Pictures should be excluded; otherwise, copy every entry exactly.

Coordinate labeling data:
══════
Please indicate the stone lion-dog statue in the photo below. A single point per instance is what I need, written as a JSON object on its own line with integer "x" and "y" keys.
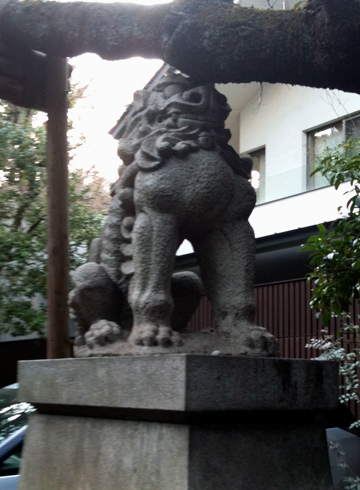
{"x": 179, "y": 180}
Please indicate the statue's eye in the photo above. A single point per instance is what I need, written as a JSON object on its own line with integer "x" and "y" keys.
{"x": 221, "y": 99}
{"x": 171, "y": 90}
{"x": 206, "y": 142}
{"x": 193, "y": 97}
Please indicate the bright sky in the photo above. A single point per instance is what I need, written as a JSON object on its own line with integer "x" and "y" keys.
{"x": 111, "y": 88}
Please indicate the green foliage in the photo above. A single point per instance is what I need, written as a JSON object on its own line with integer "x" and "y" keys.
{"x": 335, "y": 257}
{"x": 335, "y": 254}
{"x": 23, "y": 267}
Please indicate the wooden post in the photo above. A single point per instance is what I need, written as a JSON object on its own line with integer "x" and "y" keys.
{"x": 58, "y": 344}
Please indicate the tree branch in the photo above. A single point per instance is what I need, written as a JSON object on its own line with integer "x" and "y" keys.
{"x": 213, "y": 40}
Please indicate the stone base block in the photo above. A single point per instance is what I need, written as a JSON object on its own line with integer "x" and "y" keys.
{"x": 80, "y": 453}
{"x": 177, "y": 422}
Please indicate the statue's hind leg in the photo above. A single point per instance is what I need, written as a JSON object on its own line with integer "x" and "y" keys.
{"x": 226, "y": 256}
{"x": 155, "y": 241}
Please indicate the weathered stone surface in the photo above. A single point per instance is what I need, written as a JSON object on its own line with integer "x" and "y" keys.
{"x": 81, "y": 453}
{"x": 245, "y": 423}
{"x": 180, "y": 180}
{"x": 180, "y": 383}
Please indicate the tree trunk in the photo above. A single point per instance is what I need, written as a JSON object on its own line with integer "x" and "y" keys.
{"x": 212, "y": 40}
{"x": 58, "y": 342}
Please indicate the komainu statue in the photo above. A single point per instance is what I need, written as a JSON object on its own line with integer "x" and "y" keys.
{"x": 179, "y": 180}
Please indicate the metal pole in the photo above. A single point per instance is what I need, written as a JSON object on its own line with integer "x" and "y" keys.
{"x": 58, "y": 344}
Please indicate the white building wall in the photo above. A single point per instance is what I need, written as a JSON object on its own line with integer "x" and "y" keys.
{"x": 278, "y": 118}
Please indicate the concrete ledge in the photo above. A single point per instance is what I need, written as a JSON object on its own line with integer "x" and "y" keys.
{"x": 181, "y": 383}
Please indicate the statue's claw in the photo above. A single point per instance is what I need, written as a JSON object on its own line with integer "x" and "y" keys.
{"x": 144, "y": 335}
{"x": 257, "y": 341}
{"x": 150, "y": 335}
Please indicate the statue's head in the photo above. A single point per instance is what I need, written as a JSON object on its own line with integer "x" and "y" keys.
{"x": 176, "y": 117}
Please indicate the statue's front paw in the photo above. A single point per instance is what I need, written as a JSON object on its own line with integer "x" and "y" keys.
{"x": 150, "y": 335}
{"x": 144, "y": 335}
{"x": 257, "y": 342}
{"x": 101, "y": 333}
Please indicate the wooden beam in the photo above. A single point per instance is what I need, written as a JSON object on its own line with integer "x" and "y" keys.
{"x": 58, "y": 343}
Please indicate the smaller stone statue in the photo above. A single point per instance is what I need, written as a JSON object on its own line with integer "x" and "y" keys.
{"x": 180, "y": 180}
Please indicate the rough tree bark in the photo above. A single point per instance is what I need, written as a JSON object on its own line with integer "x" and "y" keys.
{"x": 213, "y": 40}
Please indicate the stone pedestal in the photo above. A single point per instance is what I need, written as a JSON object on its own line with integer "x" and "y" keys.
{"x": 177, "y": 422}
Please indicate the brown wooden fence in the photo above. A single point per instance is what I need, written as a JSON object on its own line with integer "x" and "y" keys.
{"x": 283, "y": 309}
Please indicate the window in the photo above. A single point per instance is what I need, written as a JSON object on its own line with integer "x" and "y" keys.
{"x": 258, "y": 173}
{"x": 328, "y": 137}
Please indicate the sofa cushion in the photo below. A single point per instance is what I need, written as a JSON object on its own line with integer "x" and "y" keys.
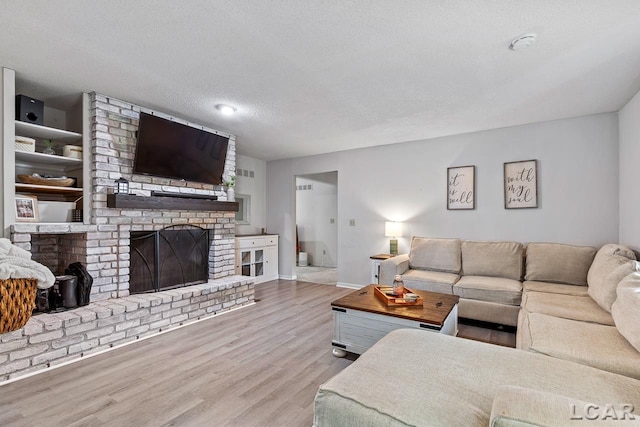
{"x": 522, "y": 406}
{"x": 554, "y": 288}
{"x": 494, "y": 289}
{"x": 432, "y": 281}
{"x": 495, "y": 259}
{"x": 610, "y": 265}
{"x": 450, "y": 381}
{"x": 572, "y": 307}
{"x": 586, "y": 343}
{"x": 554, "y": 262}
{"x": 435, "y": 254}
{"x": 626, "y": 309}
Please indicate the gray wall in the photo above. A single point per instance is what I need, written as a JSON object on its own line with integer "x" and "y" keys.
══════
SOLUTION TO THIS EXERCISE:
Please indicate the stone lion-dog statue in the photo below. A single point per instance is what I need, written as a JSON object on its own line with integer "x" and "y" keys.
{"x": 179, "y": 180}
Please indicate the statue's eye in the photo above. A single point per instance is what I need, written as a JSON object on its own line with integer "x" and "y" keys.
{"x": 221, "y": 99}
{"x": 171, "y": 90}
{"x": 206, "y": 142}
{"x": 193, "y": 97}
Please indicate the bright sky in the photo above. A single point per instance is what I need, written as a JSON object on its own line with integer "x" and "y" keys.
{"x": 111, "y": 88}
Please indicate the green foliage in the photo above. A single point per instance is what I need, written as a JSON object on its own line with integer "x" and "y" keys.
{"x": 335, "y": 257}
{"x": 335, "y": 254}
{"x": 23, "y": 267}
Please indicate the wooden post in the photo above. A single point per instance is what I need, written as a JSON object on its own line with integer "x" and "y" keys.
{"x": 58, "y": 344}
Please indicate the tree branch in the photo above. A single point per instance is what I need, written as a JSON object on its own line with integer "x" and "y" keys.
{"x": 213, "y": 40}
Please indicate the stone base block in the photo above. A single point per instance is what I need, written as a JSON object on its own line with integer "x" and "y" keys.
{"x": 80, "y": 453}
{"x": 177, "y": 422}
Please indicate the statue's hind leg in the photo above. A single point per instance is what I need, written as a JSON object on its own line with integer "x" and "y" keys.
{"x": 226, "y": 256}
{"x": 155, "y": 241}
Please indicate the weathered stone surface in the photo above. A single point per instance is what I need, written as a JSON object on its own line with integer "x" and "y" keys.
{"x": 81, "y": 453}
{"x": 245, "y": 423}
{"x": 180, "y": 180}
{"x": 180, "y": 383}
Please indicate the tree trunk in the photo above. A single point per instance is what I need, written as a JSON object on its own line with integer "x" and "y" keys.
{"x": 212, "y": 40}
{"x": 58, "y": 342}
Please indicate the komainu statue in the photo above. A single point per instance is what I need, written as a JSON object on its own line with integer "x" and "y" keys.
{"x": 179, "y": 180}
Please indicate the metal pole in the photo above. A single point per instance is what I need, written as a JSON object on its own line with integer "x" and "y" keys.
{"x": 58, "y": 344}
Please indicate the white building wall in the photo above. A single point per instance is what I need, written as a JSON object on its own line with integer "x" and "y" keys.
{"x": 278, "y": 118}
Please indicate the concrete ledge in the photo above. A single point per instance is what I need, written as a JSON object on its own line with integer "x" and "y" keys.
{"x": 181, "y": 383}
Please indicate the statue's claw in the photo above. A single point per instance is what I need, written as a JSON object on its own line with integer "x" and "y" keys.
{"x": 144, "y": 335}
{"x": 257, "y": 341}
{"x": 150, "y": 335}
Please indicate the statue's head in the photo above. A single point per instance is what I need, written as a JSON object on its own line with integer "x" and "y" keys.
{"x": 176, "y": 117}
Please indicate the statue's front paw in the photo above. A single point per instance is what I need, written as a JSON object on its own line with integer "x" and "y" keys.
{"x": 150, "y": 335}
{"x": 144, "y": 335}
{"x": 257, "y": 342}
{"x": 101, "y": 333}
Please indicate the wooden beam in the photo above. A single point per instance is what I need, written as a JSON object on its own line with integer "x" and "y" keys.
{"x": 58, "y": 343}
Please indicate the smaller stone statue in the photo above. A single point per instance is what I need, written as a JSON object on its own line with integer "x" and "y" keys.
{"x": 180, "y": 180}
Please indicate the rough tree bark in the photo above. A single point per instance is what I need, written as a JSON object on its own line with integer "x" and "y" keys.
{"x": 213, "y": 40}
Please indicate the stone pedestal in the photo above. A single point per instance is what I need, written as a JSON object on its own line with integer "x" and "y" keys.
{"x": 177, "y": 422}
Please indicate the brown wooden fence in the photo above. A single point per instance is what I need, written as a JSON object on its own line with integer "x" and "y" keys.
{"x": 283, "y": 309}
Please indicate the window in the photo above. A single point per instance is what I need, written as a JSON object on its own line with integer "x" and "y" keys.
{"x": 258, "y": 173}
{"x": 328, "y": 137}
Please indicate the sofa cushion in the photo below. A single point per instance is what I need, written as a JSON object on its own line with integer "x" and "y" keys.
{"x": 522, "y": 406}
{"x": 554, "y": 288}
{"x": 494, "y": 289}
{"x": 432, "y": 281}
{"x": 495, "y": 259}
{"x": 610, "y": 265}
{"x": 450, "y": 381}
{"x": 572, "y": 307}
{"x": 586, "y": 343}
{"x": 554, "y": 262}
{"x": 435, "y": 254}
{"x": 626, "y": 309}
Please indicate the gray wall in the photo above. A single point per instance is what I need, written as a JSON object on its own line with integer "x" and "y" keys.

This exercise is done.